═════ TEXT SEGMENT ═════

By Lynn Venhaus

Funny, sad, poignant and personal, “Gruesome Playground Injuries” is the Repertory Theatre of St. Louis’ impressive return to the Steve Woolf Studio series, renowned for its adventurous programming for years.

It’s an accomplished production of Rajiv Joseph’s 2009 two-character drama featuring raw and affecting performances from Brian Slaten and Jessika D. Williams, who will break your heart as damaged souls Doug and Kayleen.

The year is 1983 and they meet as eight-year-olds in their parochial school infirmary. He’s a daredevil prone to accidents that get more series as time goes by and she’s waylaid by a sensitive stomach – her mother blames it on “bad thoughts” – and her internal wounds progress to self-harm and substance abuse.

Both outsiders, their lives intersect for the next 30 years, while they wrestle with their feelings.

With his keen wit and sharp emotional insight into the human condition, Joseph brings the friends back together – even with long stretches apart. It’s complicated – and compelling. They may be a lifeline, but they exasperate each other, push people away in a cruel world, and from their perspective, connecting isn’t so easy.

Adulting is hard, we know. Life happens. Friends move, get different jobs, start and end other relationships, raise families. But the ones we maintain ties with become a special part of the fabric of our lives. And the ones we reconnect with, after drifting part, that opportunity is a great tonic – and we know that feeling. It’s universal.

“Gruesome Playground Injuries” evokes those friendship memories. It’s obviously more complex with Doug and Kayleen, who learn they can’t heal each other, but they can provide sustenance.

A finalist for the Pulitzer Prize for Drama for his outstanding 2009 play “Bengal Tiger at the Baghdad Zoo,” Joseph crafts fully dimensional characters, flaws and all.

Jessika D Williams, Brian Slaten Photo by Philip Hamer

In this nonlinear narrative, the pals’ encounters are rather unusual, through early teens, 20s and 30s, with the actors revealing more emotional depth each time. Every rueful scene deals with pain, both physical and psychological. They ask each other: “Does it hurt?”

Slaten inhabits the hyper and impulsive Doug with an appealing goofball energy while Williams unmasks a guarded person concealing internal scars but can’t hide the darkness within.  Director Becks Redman emphasizes the characters’ vulnerability.

The pair is on stage the entire time, never out of sight, and they change clothes on opposite sides. The simple outfits selected by costume designer Carolyn Mazuca reflect the various time periods in their lives.

The production’s technical design work is also superb, with an interesting monochromatic set of multi-purpose shapes by scenic designer Diggle. The actors move pieces around to create their settings – efficient and functional spaces doubling for interiors and outside. Lighting designer Anshuman Bhatia also gives the characters a sense of place and enhances the mood.

David Gomez’ soulful instrumental composition adds a mournful tone, reflecting on missed opportunities and regrets. Sound designer Kareem Deanes’ crisp work excels in the black box space.

Post-pandemic, this play resonates even more than in the before times. We have acutely felt the isolation of social distancing and loss of human connection through time and distance. We have fought similar battles separately and together the past three years.

With mesmerizing performances and a director desiring to bring out parallel lines we can relate to, this production aims straight for the heart and achieves a bulls-eye. It makes us think and feel about how people make their marks on our lives.

Photo by Philip Hamer.

The Repertory Theatre of St. Louis is presenting “Gruesome Playground Injuries” in the return of Steve Woolf Studio series from April 14 through May 13 at the Strauss Black Box Theatre in the Kirkwood Performing Arts Center, 210 E Monroe Ave, Kirkwood, Mo.

The show runs 80 minutes without intermission. House doors will open 30 minutes before the show starts to begin seating. Please plan to arrive accordingly as this show is general admission. Concessions will be available to purchase before the show. They are only able to accept debit/credit cards.  There is a free lot for parking directly behind the theatre on W Monroe Ave. and S Fillmore Ave. Additional free parking is available on adjacent streets.

═════ EXTRACTED DATA ═════

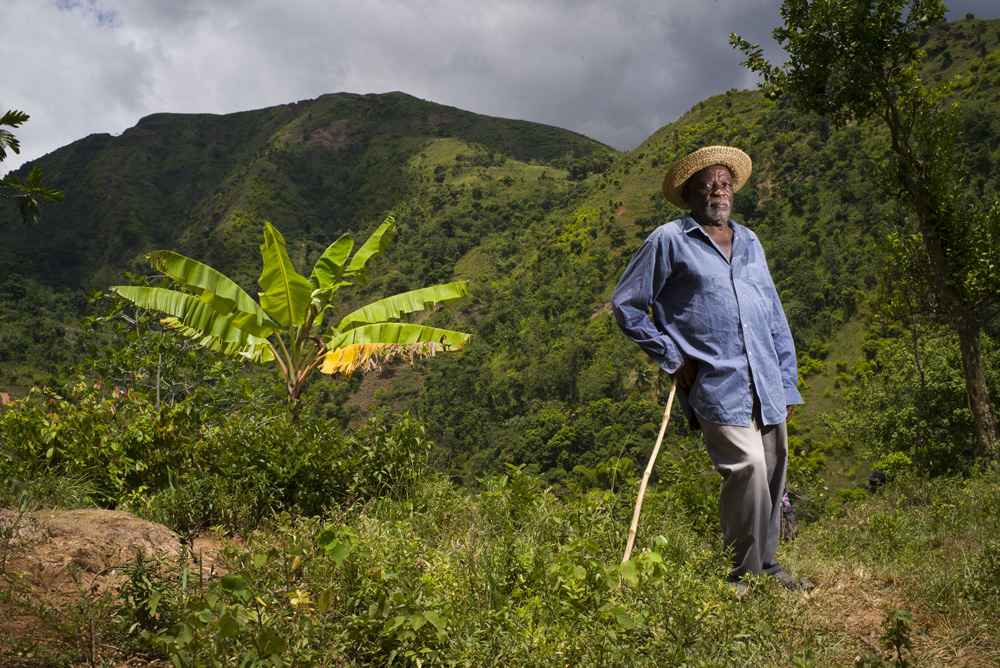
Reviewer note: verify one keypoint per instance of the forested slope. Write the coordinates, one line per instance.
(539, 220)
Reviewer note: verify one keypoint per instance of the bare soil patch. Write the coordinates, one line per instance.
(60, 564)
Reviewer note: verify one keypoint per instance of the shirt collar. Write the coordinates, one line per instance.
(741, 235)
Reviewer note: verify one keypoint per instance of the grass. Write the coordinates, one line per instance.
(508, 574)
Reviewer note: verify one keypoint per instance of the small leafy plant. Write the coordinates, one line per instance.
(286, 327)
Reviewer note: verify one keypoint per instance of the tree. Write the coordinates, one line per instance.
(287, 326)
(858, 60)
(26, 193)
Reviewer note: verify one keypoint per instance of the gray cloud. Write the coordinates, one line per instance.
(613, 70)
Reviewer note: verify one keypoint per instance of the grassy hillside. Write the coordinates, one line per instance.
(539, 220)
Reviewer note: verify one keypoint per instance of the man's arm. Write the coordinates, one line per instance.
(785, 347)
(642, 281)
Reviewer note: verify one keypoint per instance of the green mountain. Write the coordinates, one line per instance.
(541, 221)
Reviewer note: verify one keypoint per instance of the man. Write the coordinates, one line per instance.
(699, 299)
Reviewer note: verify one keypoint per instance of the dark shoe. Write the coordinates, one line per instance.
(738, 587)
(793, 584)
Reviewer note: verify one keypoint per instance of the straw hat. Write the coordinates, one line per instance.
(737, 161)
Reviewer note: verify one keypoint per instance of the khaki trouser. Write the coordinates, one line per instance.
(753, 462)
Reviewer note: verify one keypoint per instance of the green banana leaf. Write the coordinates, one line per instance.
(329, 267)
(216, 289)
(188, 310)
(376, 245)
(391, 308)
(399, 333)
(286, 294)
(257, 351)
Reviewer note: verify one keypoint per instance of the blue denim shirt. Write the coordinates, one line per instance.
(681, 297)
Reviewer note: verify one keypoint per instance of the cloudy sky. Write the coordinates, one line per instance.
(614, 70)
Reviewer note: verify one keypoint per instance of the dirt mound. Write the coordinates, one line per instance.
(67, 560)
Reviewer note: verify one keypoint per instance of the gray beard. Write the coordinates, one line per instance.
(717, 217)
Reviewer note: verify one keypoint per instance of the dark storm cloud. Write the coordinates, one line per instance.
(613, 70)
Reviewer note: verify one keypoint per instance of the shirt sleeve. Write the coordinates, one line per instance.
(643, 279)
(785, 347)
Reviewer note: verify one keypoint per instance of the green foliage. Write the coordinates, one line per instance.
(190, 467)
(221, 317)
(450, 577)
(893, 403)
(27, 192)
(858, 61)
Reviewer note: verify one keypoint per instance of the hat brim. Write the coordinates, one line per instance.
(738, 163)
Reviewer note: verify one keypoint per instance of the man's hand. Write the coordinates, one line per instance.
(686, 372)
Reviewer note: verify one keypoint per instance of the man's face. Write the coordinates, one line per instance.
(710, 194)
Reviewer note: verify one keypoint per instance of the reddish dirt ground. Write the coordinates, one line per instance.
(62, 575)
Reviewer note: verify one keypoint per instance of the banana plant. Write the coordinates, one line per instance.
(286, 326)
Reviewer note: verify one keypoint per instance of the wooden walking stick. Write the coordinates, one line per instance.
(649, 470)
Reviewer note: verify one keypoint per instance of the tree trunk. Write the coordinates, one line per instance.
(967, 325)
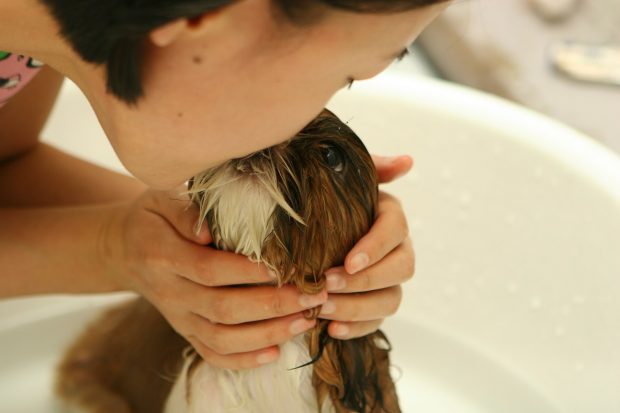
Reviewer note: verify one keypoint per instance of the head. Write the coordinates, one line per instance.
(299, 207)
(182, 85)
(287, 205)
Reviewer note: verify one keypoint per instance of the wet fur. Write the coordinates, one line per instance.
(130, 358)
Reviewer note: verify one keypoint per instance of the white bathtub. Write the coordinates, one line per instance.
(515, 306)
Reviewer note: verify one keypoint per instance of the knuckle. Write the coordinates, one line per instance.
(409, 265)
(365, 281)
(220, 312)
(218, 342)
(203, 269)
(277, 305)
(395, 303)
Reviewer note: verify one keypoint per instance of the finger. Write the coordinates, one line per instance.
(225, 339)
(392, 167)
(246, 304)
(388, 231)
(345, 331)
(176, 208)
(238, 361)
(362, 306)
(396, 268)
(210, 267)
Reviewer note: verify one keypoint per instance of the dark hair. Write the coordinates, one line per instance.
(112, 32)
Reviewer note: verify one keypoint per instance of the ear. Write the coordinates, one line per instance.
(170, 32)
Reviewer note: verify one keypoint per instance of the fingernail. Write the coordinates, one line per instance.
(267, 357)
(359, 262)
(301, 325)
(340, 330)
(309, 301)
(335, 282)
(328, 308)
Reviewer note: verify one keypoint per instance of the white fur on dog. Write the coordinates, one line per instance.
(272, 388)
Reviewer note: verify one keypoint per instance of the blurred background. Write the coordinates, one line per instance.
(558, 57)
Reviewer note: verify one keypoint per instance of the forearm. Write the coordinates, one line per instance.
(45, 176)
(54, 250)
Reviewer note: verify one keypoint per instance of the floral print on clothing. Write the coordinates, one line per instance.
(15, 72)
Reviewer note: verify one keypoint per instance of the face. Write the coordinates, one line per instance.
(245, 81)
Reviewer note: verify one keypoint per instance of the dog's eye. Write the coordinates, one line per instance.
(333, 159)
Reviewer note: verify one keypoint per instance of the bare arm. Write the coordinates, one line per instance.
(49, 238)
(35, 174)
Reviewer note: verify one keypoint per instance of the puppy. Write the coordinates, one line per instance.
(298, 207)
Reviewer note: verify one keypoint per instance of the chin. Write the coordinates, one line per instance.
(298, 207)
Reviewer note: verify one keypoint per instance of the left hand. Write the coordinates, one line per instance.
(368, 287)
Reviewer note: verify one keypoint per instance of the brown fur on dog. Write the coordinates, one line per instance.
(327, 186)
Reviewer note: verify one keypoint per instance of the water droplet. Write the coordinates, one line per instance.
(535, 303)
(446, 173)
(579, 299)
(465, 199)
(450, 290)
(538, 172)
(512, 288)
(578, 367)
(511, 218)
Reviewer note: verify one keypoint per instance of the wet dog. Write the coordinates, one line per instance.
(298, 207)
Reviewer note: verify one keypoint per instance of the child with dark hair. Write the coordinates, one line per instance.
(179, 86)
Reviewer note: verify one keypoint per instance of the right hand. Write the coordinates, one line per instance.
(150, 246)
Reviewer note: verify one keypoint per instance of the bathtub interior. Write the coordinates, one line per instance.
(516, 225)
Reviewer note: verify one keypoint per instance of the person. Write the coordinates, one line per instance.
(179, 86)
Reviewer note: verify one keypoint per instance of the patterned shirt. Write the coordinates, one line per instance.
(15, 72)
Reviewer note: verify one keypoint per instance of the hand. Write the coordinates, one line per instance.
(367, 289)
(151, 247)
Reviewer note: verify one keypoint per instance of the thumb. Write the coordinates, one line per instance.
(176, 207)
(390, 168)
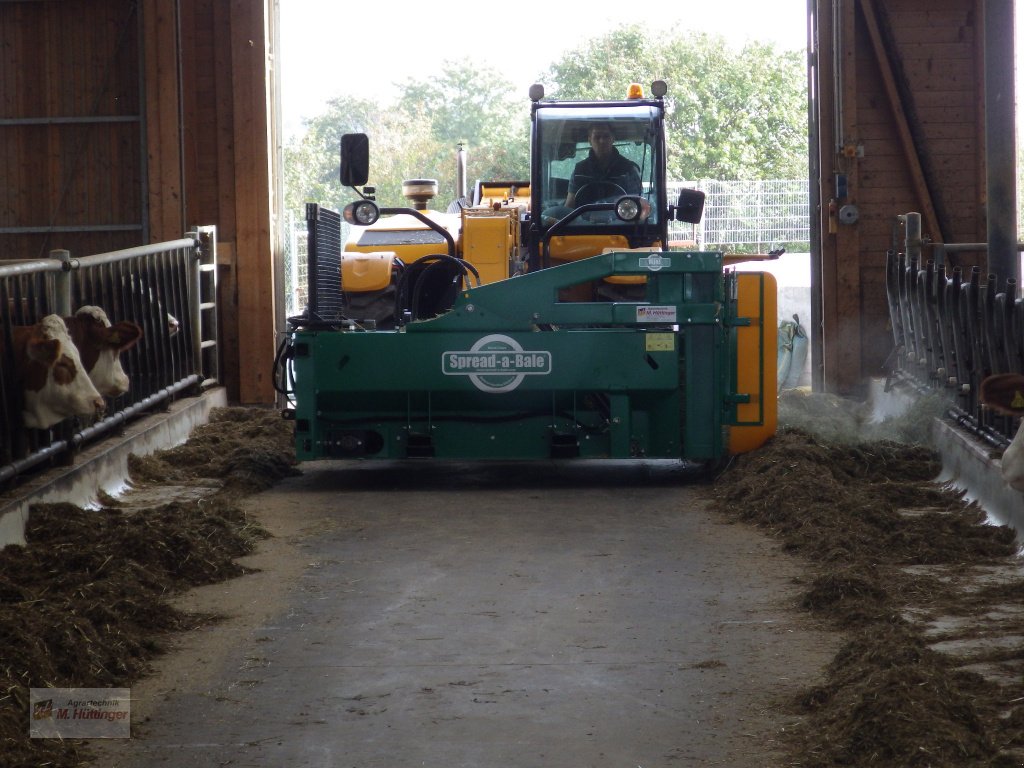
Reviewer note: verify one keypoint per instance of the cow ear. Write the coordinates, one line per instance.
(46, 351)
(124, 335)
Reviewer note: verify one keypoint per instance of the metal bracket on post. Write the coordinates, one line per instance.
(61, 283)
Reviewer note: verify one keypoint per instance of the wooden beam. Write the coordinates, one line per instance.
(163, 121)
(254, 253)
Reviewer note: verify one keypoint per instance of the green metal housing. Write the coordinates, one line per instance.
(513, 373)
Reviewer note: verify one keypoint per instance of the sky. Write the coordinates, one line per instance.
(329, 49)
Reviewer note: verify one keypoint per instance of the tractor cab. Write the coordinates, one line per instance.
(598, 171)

═════
═════ EXTRACTED DATA ═════

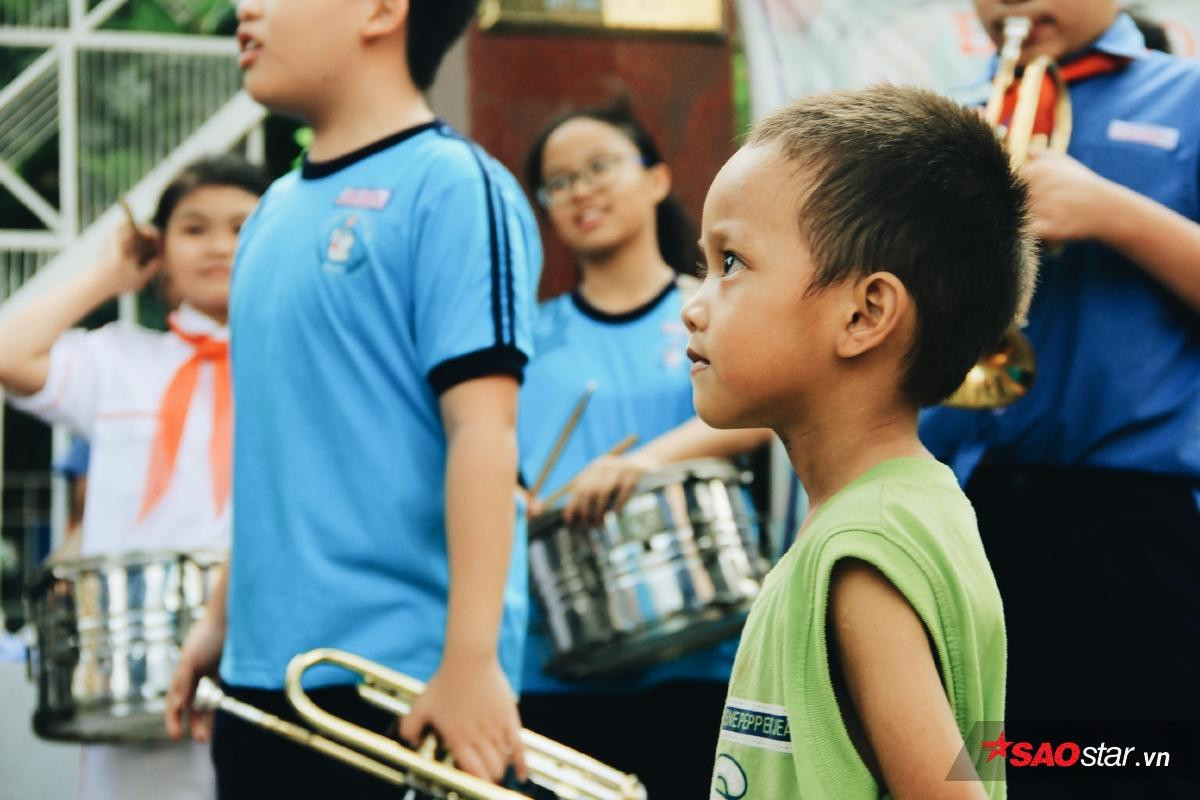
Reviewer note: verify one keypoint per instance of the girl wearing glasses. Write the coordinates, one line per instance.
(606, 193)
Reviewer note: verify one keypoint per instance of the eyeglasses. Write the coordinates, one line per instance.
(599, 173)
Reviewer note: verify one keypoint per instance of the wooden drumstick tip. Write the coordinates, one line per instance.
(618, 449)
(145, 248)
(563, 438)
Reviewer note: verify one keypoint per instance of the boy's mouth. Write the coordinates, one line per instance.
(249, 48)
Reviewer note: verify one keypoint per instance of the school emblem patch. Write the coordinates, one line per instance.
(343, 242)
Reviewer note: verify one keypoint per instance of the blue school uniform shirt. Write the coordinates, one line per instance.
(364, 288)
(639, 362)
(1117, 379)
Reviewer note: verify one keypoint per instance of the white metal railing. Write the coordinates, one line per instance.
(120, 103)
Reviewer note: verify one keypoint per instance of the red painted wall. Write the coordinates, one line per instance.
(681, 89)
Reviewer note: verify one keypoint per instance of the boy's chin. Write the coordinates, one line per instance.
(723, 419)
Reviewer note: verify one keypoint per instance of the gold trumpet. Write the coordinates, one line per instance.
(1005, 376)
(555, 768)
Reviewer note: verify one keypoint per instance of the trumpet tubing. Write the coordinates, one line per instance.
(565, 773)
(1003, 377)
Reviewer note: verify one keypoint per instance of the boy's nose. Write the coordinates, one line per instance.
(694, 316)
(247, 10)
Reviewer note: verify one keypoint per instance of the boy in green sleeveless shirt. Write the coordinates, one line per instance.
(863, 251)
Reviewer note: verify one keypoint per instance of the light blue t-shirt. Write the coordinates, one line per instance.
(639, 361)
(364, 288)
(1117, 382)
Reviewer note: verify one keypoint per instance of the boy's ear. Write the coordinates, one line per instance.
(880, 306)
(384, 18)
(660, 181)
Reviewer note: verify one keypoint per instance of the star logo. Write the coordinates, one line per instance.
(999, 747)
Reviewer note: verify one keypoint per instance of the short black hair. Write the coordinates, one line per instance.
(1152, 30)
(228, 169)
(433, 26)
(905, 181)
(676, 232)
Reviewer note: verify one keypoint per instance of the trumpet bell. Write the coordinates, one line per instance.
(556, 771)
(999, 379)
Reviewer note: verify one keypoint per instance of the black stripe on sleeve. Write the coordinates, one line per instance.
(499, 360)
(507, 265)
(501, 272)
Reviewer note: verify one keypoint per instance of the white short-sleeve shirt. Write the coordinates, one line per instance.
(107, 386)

═════

TASKS TO PERFORM =>
[1] In the review of "Gruesome Playground Injuries," list every person credited with a creative or technical role on the production, giving each one's role. Leave out the playwright, the actors, and the photographer.
[2] Turn the review's paragraph beginning "The show runs 80 minutes" into a short bulleted list that keeps its main facts.
The records are separate from the review and are not connected to it.

RESPONSES FOR EACH TASK =>
[1]
- Becks Redman, director
- Carolyn Mazuca, costume designer
- Diggle, scenic designer
- Anshuman Bhatia, lighting designer
- David Gomez, composer of the instrumental music
- Kareem Deanes, sound designer

[2]
- Running time: 80 minutes, no intermission
- Doors open 30 minutes before showtime for seating; seating is general admission, so plan to arrive accordingly
- Concessions are sold before the show and accept only debit or credit cards
- Free parking is in the lot directly behind the theatre on W Monroe Ave. and S Fillmore Ave., with more free parking on adjacent streets